### Testo da leggere
◆ ◆ ◆ ◆

Sentenza Sentenza Cassazione Civile n. 28895 del 08/11/2019

Cassazione civile sez. I, 08/11/2019, (ud. 29/05/2019, dep. 08/11/2019), n.28895

LA CORTE SUPREMA DI CASSAZIONE

SEZIONE PRIMA CIVILE

Composta dagli Ill.mi Sigg.ri Magistrati:

Dott. BISOGNI Giacinto – Presidente –

Dott. PARISE Clotilde – Consigliere –

Dott. GHINOY Paola – rel. Consigliere –

Dott. IOFRIDA Giulia – Consigliere –

Dott. SCALIA Laura – Consigliere –

ha pronunciato la seguente:

ORDINANZA

sul ricorso 24140/2018 proposto da:

E.P., elettivamente domiciliato in Roma, presso la

Cancelleria della Corte di Cassazione, rappresentato e difeso, per

procura in calce al ricorso, dall’avv. Maria Monica Bassan che

chiede di ricevere le comunicazioni relative al processo alla p.e.c.

maria.bassan.ordineavvocatipadova.it e al fax n. 049/8646524;

– ricorrente –

contro

MINISTERO DELL’INTERNO, in persona del Ministro pro tempore;

– resistente –

e contro

PROCURATORE GENERALE DELLA REPUBBLICA presso la Corte di Cassazione,

COMMISSIONE TERRITORIALE PER IL RICONOSCIMENTO DELLA PROTEZIONE

INTERNAZIONALE DI VERONA – Sezione Padova;

– intimati –

avverso la sentenza n. 1350/2018 della CORTE D’APPELLO di VENEZIA,

depositata il 22/05/2018;

udita la relazione della causa svolta nella Camera di consiglio del

29/05/2019 dal Consigliere Dott. Paola GHINOY

Fatto

FATTI DI CAUSA

1. La Corte d’Appello di Venezia confermava l’ordinanza del Tribunale che aveva rigettato la domanda proposta da E.P., proveniente dalla Nigeria, volta ad ottenere il riconoscimento della protezione internazionale.

2. La Corte riferiva che il richiedente aveva raccontato di essere fuggito dalla Nigeria per sottrarsi alle minacce e intimidazioni che gli affiliati ad una setta “(OMISSIS)”, dedita ad azioni criminose praticando uccisioni e rapimenti, alla quale aveva aderito dal novembre 2007 e dalla quale intendeva uscire.

◆ ◆ ◆ ◆

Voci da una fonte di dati

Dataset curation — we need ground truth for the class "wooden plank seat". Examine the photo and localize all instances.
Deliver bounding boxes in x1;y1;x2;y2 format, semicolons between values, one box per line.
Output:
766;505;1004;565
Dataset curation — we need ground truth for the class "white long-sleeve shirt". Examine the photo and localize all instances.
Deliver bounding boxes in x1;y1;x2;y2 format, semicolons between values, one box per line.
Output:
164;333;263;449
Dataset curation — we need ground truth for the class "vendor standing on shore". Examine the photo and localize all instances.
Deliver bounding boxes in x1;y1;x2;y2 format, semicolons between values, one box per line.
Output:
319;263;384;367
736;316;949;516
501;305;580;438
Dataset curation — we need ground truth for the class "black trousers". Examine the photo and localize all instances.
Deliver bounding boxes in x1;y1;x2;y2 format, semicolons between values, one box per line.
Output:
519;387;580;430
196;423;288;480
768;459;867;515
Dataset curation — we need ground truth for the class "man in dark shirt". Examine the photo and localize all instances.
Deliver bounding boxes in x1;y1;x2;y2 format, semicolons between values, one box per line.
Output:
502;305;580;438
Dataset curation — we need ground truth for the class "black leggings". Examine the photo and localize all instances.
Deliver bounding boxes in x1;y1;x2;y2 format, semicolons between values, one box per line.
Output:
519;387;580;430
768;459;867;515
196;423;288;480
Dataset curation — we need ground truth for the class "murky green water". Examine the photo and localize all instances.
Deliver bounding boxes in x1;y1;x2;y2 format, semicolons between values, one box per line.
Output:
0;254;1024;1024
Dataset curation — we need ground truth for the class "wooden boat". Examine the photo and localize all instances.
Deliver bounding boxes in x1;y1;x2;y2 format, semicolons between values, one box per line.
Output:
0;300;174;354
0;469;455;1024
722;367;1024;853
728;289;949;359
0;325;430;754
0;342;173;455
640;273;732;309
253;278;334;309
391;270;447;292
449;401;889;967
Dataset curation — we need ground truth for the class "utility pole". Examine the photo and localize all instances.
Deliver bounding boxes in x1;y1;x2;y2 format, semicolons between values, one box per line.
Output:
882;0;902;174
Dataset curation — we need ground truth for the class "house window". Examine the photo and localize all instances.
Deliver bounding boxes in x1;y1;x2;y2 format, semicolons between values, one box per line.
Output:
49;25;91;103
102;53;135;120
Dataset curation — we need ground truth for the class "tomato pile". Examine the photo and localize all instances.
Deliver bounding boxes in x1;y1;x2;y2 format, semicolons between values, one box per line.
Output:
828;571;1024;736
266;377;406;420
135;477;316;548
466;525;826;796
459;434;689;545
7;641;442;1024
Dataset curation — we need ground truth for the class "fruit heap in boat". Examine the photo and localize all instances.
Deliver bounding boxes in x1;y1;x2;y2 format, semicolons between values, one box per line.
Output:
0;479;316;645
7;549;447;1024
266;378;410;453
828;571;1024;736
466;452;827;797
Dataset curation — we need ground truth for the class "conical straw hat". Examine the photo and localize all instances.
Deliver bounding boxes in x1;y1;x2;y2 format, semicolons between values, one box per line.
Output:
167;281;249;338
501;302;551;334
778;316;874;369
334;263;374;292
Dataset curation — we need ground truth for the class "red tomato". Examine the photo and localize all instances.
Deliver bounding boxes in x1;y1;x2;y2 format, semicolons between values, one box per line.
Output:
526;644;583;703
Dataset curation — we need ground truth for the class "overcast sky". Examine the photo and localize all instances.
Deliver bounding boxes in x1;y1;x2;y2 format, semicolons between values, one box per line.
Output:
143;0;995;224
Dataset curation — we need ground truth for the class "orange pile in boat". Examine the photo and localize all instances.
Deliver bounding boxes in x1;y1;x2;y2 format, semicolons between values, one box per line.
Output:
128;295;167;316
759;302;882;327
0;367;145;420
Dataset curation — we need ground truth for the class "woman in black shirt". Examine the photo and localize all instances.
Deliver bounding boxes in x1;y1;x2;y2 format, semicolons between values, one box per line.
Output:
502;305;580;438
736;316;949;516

◆ ◆ ◆ ◆

### Esercizi da svolgere
1) Per favore, filtra le voci e riporta ogni riga che contiene la stringa "pile".
2) Scrivi il seguito dell'ordinanza della Cassazione, partendo subito dopo l'ultima frase mostrata.

### Le soluzioni
1)
Dataset curation — we need ground truth for the class "tomato pile". Examine the photo and localize all instances.
Dataset curation — we need ground truth for the class "orange pile in boat". Examine the photo and localize all instances.

2)
3. Argomentava che il richiedente aveva inizialmente individuato i motivi dell’allontanamento nella situazione di povertà in Nigeria e nella necessità di trovare lavoro altrove, sicchè appariva condivisibile la valutazione del primo giudice in ordine alla non credibilità del racconto elaborato successivamente. Apparivano inoltre vaghi e indeterminati i motivi di adesione alla setta, dedita ad azioni di violenza sulle persone mentre il richiedente si professava contrario alla violenza, come pure quelli dell’allontanamento dalla stessa solo dopo cinque anni. La violenza risultava inoltre denunciabile alle autorità del paese.

4. Escludeva per tale motivo la ricorrenza dei presupposti per il riconoscimento dello status di rifugiato e della protezione sussidiaria ai sensi del D.Lgs. n. 251 del 2007, art. 14, lett. a) e b). In relazione alla lett. c) riteneva non ravvisabile una situazione di conflitto armato costituente minaccia per l’individuo, posto che le informazioni attinte dall’UNHCR dell’ottobre 2013 e nel rapporto sulla Nigeria del 2014 non consentono di affermare che la zona a sud della Nigeria (Benin City, Edo State) dalla quale proviene il richiedente sia interessata da fenomeni di violenza diffusa integrante i profili di un conflitto armato, non essendo sufficiente il richiamo fatto dal richiedente alla possibilità di attacchi terroristici del gruppo armato di (OMISSIS).

5. Neppure ravvisava i presupposti per la protezione umanitaria, mancando qualsiasi elemento anche a livello di allegazione idoneo ad individuare una situazione di vulnerabilità.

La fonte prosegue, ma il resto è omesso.